(Records from an annotation dataset)
—————

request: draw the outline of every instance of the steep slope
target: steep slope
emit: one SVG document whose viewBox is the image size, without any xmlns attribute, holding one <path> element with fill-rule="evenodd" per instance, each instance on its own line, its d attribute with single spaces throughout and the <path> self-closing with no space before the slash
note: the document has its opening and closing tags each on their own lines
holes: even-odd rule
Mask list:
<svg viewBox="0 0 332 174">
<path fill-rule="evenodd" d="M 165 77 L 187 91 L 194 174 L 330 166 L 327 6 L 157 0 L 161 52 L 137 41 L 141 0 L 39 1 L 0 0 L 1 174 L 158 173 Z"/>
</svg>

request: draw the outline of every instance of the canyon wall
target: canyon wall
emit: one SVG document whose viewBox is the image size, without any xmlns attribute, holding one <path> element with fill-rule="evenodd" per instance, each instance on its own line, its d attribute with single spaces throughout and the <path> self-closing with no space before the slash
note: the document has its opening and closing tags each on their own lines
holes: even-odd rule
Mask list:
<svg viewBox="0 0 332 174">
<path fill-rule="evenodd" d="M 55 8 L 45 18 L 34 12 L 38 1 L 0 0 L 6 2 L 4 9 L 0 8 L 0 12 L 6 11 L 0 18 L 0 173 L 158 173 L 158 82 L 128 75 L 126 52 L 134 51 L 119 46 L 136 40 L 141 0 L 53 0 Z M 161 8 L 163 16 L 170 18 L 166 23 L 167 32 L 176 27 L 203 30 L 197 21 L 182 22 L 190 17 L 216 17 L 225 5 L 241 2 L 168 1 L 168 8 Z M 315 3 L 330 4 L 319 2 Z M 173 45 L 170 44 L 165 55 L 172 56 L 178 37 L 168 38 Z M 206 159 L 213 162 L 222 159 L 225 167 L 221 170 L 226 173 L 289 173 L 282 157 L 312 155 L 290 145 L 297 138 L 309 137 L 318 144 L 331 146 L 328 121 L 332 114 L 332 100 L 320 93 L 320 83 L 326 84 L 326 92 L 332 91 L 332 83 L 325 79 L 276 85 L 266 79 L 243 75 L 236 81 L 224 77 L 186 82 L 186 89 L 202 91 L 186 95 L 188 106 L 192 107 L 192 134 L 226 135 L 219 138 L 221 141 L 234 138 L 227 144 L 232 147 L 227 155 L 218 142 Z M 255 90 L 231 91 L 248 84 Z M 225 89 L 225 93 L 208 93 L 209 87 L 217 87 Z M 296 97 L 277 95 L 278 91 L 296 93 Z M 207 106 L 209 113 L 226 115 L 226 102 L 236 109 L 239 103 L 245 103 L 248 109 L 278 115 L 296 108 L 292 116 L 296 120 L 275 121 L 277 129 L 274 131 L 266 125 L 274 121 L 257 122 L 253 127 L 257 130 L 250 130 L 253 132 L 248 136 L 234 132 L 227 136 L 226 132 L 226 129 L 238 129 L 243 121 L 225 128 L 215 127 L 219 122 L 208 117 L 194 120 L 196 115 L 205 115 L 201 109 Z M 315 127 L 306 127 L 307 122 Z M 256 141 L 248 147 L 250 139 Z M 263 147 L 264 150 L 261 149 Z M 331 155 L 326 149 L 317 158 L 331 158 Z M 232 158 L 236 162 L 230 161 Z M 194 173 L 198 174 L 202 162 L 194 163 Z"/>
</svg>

—————

TASK DIRECTIONS: In the data above, copy everything from the start down to the line containing "target: steep slope", replacing "outline" with "boundary" and keeping everything else the same.

ANSWER TO THIS EXERCISE:
request: draw the boundary of every instance of the steep slope
target: steep slope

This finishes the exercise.